» **Source passage**:
The Case Against Hopewashing | WIRED

Technology


Did you imagine the thing being better? 

You probably did. This was the main experiment in the studies conducted by Adam Mastroianni, a postdoc at Columbia Business School and author of the newsletter Experimental History. The results showed that to an almost absurd degree, we all respond to that prompt by imagining things being better. 

In the study, the researchers asked people to do what you just did: imagine three ways that everyday things (phones, the economy, people’s lives, pets) could be different. Then they asked people to rank whether those changes would be better, the same, or worse than how that thing actually is. And for every single item, people imagined better things. They imagined that cars could fly and wouldn’t need gas. They imagined that their pets wouldn’t shed and wouldn’t poop on the carpet and would never die. Even abstract concepts like love, they imagined being better. “We asked, ‘How could happiness be different?’ and people were like, ‘Oh, there could be more of it,’” Mastroianni says. “They didn’t say, ‘Oh, there could be less of it.’ Or ‘Oh, it could be harder to get.’ They weren’t like, ‘Oh, like, love could be more fleeting.’ They were like, ‘No, love could be more plentiful. That’s how it could be different.’” 

This effect was so strong that Mastroianni thought they had run the statistics incorrectly the first time around. They ran studies with new wording, studies with Polish people, studies in Mandarin, and every single time they got the same result. 

Their results aren’t entirely explained by optimism bias either, the effect in psychology that shows that people tend to want to believe that things will work out. The people polled did not think that it was always certain, or even likely, that their imagined improvements to their cars and pets and bank accounts would come true. And yet, they imagined them anyway.

(Point-per-instance localization records)
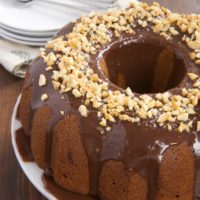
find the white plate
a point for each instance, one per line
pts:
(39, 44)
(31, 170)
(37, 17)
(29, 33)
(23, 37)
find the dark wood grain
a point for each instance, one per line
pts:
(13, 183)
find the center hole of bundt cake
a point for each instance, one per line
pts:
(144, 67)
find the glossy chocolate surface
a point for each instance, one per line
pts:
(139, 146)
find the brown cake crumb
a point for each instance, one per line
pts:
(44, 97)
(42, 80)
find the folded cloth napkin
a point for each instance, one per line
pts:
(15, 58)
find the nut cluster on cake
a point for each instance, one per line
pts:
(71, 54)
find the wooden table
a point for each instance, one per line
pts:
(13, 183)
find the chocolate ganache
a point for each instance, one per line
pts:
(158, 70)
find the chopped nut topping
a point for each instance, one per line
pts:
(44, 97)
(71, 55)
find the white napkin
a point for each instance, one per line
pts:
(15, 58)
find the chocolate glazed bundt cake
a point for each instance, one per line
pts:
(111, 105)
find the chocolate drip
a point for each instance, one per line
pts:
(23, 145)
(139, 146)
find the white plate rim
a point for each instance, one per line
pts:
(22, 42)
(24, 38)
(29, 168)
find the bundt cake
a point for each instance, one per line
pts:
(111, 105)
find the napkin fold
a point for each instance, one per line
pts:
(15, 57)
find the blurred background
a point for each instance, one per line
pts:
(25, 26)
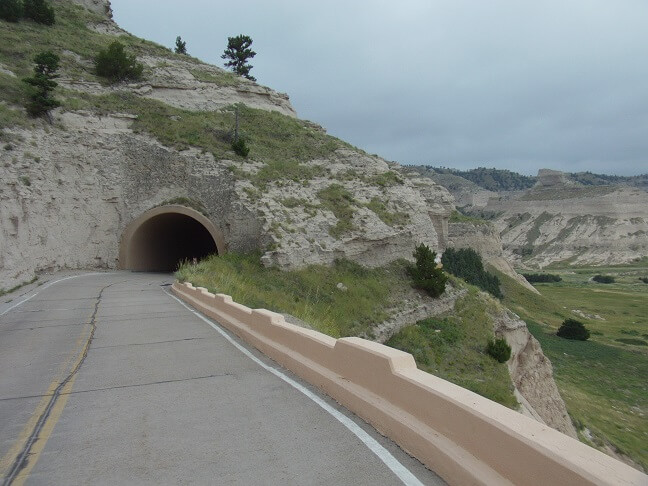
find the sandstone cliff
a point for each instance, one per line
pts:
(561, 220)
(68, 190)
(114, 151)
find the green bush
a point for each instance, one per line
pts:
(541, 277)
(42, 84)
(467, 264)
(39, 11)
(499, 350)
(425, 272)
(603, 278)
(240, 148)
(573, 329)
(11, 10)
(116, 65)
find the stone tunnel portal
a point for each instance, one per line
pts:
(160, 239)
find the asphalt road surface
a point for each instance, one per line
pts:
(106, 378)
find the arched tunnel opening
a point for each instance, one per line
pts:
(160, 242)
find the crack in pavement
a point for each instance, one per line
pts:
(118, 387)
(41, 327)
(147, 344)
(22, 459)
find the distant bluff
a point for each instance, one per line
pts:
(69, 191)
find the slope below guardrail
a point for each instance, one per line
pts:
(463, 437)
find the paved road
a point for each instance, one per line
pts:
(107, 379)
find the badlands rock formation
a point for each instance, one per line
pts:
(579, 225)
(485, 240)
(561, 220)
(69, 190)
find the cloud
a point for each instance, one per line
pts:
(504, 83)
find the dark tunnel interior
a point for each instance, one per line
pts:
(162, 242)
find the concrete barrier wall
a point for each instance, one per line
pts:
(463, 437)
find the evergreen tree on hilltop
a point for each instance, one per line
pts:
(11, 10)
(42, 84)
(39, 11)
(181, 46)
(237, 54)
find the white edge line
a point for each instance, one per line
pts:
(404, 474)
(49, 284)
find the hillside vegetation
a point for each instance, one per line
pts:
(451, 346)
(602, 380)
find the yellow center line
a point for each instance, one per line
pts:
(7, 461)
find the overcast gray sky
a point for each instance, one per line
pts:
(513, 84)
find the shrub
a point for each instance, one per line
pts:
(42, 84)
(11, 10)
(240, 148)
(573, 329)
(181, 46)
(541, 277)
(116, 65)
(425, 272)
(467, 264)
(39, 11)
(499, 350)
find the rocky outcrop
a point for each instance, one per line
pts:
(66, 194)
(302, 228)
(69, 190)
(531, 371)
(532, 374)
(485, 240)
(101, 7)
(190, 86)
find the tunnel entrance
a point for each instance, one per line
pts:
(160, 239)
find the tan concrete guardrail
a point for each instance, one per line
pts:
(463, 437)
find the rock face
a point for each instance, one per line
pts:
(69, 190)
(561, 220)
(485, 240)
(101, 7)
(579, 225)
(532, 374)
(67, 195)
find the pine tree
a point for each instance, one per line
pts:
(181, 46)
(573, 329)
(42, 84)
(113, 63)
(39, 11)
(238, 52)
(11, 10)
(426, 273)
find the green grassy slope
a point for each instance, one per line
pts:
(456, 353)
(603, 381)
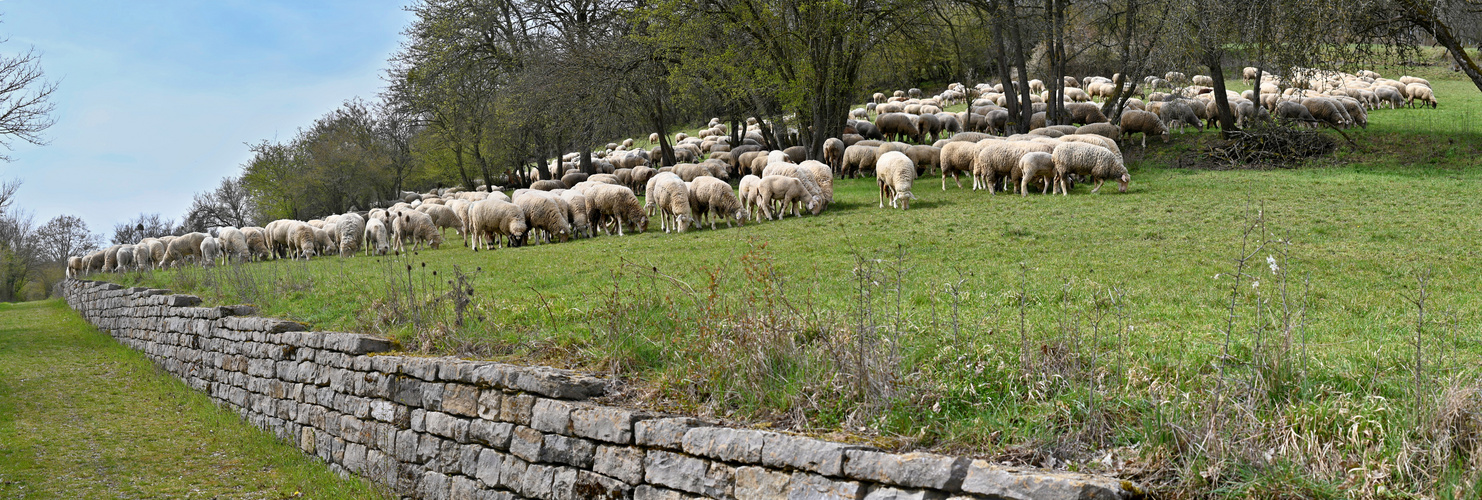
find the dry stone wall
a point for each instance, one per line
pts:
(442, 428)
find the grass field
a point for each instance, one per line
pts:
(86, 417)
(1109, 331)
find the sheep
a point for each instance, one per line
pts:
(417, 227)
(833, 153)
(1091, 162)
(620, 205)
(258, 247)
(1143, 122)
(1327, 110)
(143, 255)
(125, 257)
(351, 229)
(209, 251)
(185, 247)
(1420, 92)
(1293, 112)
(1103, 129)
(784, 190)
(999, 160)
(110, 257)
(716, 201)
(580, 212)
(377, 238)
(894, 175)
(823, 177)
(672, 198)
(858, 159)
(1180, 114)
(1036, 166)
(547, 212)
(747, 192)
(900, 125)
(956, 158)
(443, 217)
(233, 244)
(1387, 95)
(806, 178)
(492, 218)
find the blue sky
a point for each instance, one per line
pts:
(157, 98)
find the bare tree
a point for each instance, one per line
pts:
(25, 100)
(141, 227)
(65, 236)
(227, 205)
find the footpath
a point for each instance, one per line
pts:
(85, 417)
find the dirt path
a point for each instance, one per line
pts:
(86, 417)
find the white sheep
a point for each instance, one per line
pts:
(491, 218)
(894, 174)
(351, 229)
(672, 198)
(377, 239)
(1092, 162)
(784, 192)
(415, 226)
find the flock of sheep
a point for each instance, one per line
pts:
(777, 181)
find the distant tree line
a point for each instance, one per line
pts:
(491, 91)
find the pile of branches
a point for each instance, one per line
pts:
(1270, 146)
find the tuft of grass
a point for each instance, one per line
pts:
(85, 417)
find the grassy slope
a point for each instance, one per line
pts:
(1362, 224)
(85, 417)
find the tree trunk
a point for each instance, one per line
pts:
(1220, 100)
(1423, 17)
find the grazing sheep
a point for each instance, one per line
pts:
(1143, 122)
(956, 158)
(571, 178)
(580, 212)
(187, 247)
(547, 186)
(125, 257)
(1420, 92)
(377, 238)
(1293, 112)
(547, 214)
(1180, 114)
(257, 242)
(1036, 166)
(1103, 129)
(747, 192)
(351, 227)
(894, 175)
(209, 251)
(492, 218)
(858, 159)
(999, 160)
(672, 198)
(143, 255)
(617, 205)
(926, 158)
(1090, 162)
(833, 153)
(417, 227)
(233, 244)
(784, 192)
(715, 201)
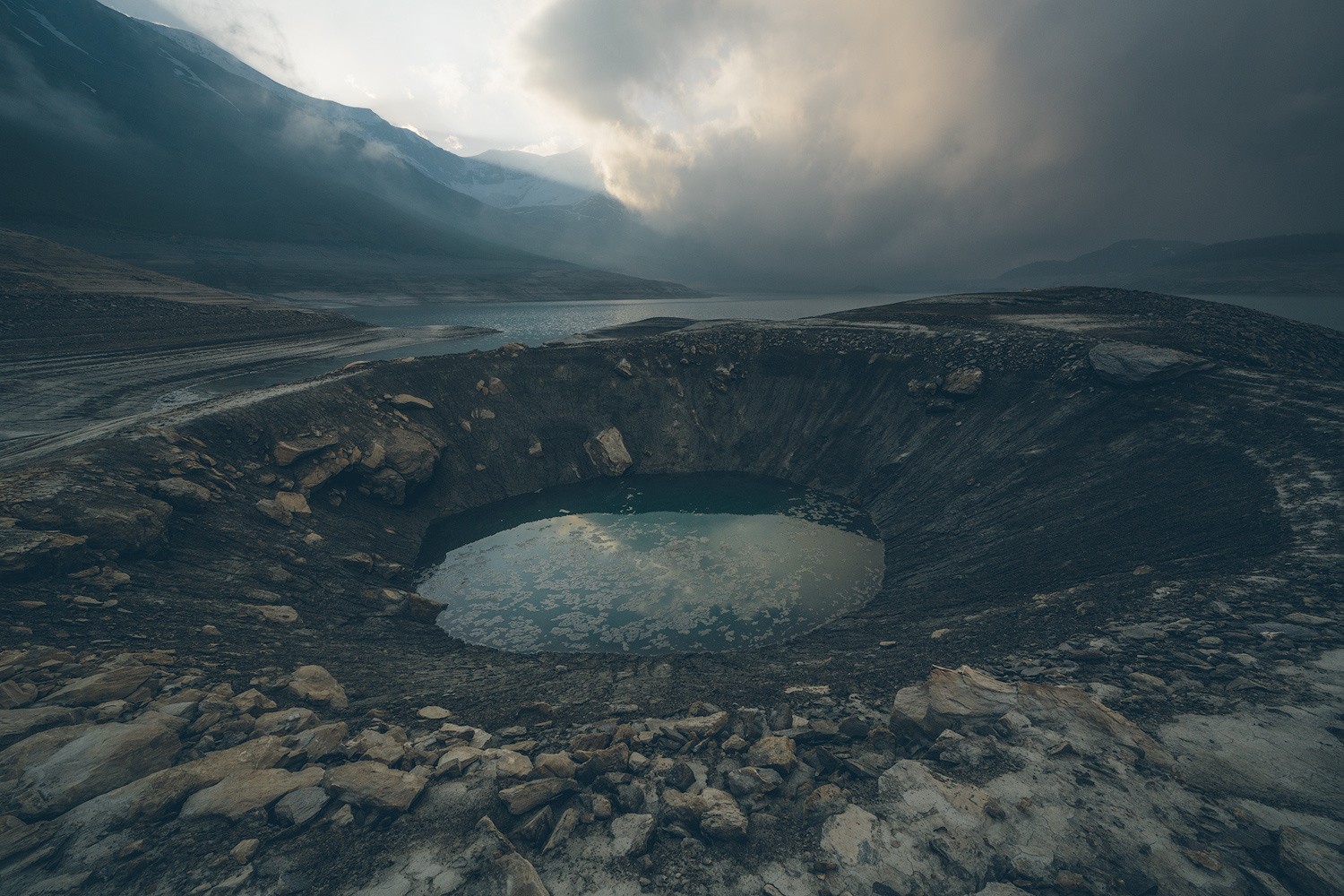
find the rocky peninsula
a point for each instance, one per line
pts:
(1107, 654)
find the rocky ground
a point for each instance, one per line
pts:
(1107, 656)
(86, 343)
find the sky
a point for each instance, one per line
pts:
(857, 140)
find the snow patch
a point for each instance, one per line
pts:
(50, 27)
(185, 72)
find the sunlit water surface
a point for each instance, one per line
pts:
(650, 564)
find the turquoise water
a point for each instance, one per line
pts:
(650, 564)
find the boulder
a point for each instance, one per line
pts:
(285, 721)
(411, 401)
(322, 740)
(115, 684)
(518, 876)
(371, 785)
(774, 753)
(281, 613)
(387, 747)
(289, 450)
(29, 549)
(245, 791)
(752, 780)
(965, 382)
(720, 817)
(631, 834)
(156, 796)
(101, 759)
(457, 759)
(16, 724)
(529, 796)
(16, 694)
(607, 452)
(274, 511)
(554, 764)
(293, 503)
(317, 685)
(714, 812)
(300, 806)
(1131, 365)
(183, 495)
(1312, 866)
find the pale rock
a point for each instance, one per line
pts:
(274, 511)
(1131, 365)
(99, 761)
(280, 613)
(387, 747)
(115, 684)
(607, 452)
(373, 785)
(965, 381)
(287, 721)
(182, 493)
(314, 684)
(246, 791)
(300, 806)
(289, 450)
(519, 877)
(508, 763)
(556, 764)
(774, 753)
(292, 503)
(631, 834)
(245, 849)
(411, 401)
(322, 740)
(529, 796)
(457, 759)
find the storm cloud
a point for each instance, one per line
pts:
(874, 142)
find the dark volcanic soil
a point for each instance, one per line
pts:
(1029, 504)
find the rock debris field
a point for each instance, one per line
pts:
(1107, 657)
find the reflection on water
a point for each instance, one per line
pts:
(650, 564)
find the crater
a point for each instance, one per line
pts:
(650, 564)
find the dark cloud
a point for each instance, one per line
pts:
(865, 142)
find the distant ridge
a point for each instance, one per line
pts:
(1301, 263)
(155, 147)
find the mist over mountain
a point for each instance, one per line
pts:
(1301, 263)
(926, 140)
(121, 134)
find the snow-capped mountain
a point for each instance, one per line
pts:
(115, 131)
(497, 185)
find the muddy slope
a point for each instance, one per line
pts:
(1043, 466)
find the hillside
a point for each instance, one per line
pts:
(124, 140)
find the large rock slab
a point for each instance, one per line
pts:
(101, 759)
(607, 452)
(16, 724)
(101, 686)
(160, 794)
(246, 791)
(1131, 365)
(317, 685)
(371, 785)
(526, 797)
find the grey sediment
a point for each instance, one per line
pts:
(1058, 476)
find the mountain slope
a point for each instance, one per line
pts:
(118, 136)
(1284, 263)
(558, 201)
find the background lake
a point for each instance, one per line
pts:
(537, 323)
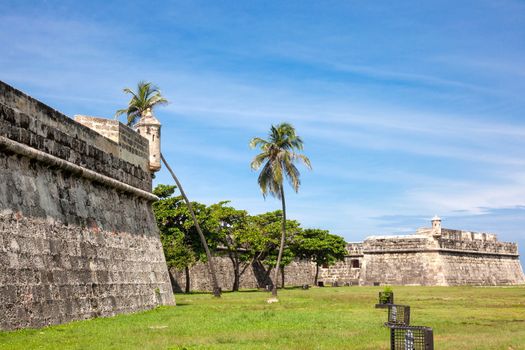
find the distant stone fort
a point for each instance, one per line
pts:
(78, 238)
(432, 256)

» **Activity list**:
- 1) Which everyday things does the hopewashing article say the study participants were asked to imagine being different? List each one.
- 2) Pick up the hopewashing article after its final sentence and carry it forward.

» **Results of the exercise**:
- 1) Phones, the economy, people's lives, and pets.

- 2)
What does this have to do with the future? Well, we can’t create better tomorrows without first imagining what those are like. And it turns out, we’re doing that all the time, naturally. Humans seemed wired to think about how things could be better. Simply imagining better things isn’t enough. But it’s a start. And that’s a key aspect of hope—the ability to know that things are bad and still, innately, instinctually, always first be thinking about how things could be better. 

At the same time, we cannot let this instinct get the better of us. There is a real danger in sitting back and allowing the desire for hope to get in the way of progress. Today, even though posts like Shepherd’s aren’t going viral, the spirit that generated them hasn’t gone away. And today, it’s become weaponized into something more sinister. 

Instead of headlines and lists, we get our dose of positivity from something like this.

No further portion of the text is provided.